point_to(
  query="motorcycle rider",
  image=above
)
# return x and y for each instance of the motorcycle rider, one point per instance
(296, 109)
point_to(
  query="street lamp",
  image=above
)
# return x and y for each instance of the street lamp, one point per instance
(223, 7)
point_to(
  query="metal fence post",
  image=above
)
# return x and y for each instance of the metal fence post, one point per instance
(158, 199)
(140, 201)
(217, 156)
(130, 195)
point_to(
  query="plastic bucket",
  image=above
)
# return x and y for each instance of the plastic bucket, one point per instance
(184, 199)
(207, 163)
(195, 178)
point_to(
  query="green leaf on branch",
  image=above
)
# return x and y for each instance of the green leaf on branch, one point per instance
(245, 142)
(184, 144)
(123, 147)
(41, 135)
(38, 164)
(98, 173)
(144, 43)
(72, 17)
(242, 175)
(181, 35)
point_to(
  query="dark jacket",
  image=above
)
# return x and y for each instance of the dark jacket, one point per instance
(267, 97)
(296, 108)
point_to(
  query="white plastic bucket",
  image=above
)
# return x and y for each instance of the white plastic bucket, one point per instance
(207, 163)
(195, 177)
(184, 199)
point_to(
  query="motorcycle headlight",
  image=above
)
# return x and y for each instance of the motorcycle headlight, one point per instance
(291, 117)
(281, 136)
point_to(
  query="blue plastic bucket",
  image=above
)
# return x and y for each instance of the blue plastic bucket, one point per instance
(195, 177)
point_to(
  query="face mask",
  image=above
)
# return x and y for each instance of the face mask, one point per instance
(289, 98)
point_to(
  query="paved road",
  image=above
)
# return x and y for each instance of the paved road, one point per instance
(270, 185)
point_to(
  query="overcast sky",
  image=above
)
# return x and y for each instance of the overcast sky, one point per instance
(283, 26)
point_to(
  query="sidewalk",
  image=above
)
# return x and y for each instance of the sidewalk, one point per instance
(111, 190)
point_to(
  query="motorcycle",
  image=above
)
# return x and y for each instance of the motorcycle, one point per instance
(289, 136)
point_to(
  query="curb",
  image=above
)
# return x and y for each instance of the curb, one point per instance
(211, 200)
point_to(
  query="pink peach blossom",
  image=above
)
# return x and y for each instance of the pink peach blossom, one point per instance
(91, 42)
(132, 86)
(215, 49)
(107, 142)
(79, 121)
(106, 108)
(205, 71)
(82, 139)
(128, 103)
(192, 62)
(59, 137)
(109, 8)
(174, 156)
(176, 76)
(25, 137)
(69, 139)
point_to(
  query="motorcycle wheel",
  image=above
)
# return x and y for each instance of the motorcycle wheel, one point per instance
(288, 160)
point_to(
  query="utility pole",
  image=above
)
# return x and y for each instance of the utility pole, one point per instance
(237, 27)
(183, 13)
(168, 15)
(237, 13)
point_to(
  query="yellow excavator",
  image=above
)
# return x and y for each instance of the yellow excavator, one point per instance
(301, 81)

--

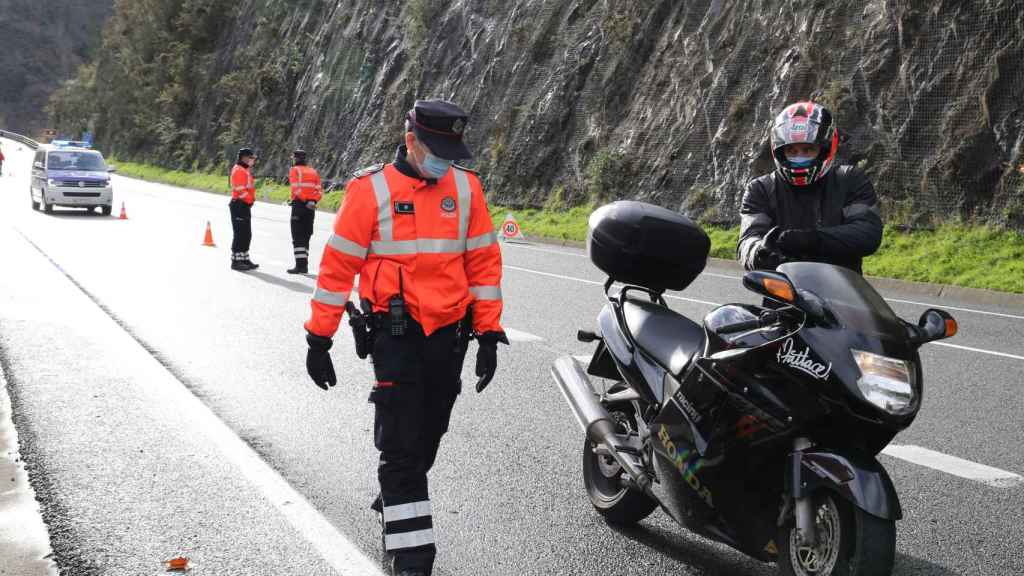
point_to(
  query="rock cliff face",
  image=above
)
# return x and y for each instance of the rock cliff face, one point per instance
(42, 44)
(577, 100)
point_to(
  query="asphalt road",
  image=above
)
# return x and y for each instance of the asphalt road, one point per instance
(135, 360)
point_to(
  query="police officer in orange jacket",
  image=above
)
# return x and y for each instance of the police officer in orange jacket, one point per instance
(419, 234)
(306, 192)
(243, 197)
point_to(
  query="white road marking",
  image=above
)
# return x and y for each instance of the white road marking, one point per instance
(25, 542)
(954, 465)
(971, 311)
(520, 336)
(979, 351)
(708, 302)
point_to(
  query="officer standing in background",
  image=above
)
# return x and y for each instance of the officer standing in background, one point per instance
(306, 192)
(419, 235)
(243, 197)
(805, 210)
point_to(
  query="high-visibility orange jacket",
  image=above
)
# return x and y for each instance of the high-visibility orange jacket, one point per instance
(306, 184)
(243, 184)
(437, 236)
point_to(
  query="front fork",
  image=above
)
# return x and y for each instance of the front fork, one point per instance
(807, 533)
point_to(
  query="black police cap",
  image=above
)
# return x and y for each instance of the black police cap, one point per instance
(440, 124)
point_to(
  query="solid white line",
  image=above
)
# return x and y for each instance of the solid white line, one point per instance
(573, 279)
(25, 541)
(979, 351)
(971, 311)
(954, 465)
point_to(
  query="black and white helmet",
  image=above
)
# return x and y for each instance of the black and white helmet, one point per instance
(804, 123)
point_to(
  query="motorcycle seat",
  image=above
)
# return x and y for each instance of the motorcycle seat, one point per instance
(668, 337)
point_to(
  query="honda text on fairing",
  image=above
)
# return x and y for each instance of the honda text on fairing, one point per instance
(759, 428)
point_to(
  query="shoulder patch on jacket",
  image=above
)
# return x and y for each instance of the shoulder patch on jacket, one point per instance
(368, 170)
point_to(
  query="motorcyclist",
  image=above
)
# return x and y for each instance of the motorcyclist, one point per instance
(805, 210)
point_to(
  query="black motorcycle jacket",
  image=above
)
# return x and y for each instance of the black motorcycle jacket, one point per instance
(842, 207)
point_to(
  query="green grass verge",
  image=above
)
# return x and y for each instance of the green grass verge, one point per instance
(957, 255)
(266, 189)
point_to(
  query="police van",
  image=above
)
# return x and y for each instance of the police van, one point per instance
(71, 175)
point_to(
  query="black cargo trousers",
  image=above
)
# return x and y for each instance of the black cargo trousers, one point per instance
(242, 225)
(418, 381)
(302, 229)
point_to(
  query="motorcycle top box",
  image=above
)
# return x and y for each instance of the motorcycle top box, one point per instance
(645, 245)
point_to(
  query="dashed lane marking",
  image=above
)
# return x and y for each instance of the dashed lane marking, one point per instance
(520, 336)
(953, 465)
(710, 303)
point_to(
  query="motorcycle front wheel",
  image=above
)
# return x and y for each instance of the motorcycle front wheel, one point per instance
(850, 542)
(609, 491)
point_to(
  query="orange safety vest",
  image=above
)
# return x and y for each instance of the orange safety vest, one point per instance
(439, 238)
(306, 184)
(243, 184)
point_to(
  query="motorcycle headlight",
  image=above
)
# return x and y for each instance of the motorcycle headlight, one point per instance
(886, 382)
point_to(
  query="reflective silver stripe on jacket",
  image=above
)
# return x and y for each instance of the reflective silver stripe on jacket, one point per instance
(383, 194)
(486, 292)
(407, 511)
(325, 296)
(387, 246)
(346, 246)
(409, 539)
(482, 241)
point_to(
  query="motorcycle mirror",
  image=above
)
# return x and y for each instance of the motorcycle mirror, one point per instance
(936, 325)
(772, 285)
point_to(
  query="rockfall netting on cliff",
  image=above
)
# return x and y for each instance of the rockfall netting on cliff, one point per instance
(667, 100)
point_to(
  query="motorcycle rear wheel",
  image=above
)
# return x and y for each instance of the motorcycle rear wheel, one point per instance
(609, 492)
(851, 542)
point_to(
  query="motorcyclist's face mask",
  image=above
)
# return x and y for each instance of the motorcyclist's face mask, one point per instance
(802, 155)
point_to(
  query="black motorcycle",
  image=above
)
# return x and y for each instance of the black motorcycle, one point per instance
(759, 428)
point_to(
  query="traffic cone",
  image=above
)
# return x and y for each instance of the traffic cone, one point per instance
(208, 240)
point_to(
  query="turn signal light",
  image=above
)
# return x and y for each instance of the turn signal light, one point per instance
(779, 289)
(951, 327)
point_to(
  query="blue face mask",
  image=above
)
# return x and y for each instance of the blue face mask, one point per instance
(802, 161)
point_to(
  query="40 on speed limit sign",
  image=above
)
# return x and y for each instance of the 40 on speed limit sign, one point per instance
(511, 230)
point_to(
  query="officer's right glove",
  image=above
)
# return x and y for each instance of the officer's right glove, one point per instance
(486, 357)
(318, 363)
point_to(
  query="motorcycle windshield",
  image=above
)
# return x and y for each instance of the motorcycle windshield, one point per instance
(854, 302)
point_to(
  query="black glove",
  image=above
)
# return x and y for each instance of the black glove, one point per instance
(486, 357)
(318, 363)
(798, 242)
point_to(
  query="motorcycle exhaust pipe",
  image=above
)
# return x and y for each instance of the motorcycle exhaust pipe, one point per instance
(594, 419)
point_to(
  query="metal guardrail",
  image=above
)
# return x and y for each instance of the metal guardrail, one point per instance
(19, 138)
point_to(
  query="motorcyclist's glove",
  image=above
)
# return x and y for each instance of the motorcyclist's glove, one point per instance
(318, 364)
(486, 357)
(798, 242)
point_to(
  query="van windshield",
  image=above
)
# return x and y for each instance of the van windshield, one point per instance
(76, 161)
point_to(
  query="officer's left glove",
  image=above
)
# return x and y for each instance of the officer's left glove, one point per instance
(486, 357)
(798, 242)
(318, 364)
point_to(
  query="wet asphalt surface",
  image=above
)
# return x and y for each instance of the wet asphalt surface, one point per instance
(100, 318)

◆ The request
Return each line of the listing above that contains the string "safety", treating uppercase and lowercase as distinct.

◆ Response for this exercise
  query="orange safety vest",
# return x and y for each instance of the orange safety vest, one point per instance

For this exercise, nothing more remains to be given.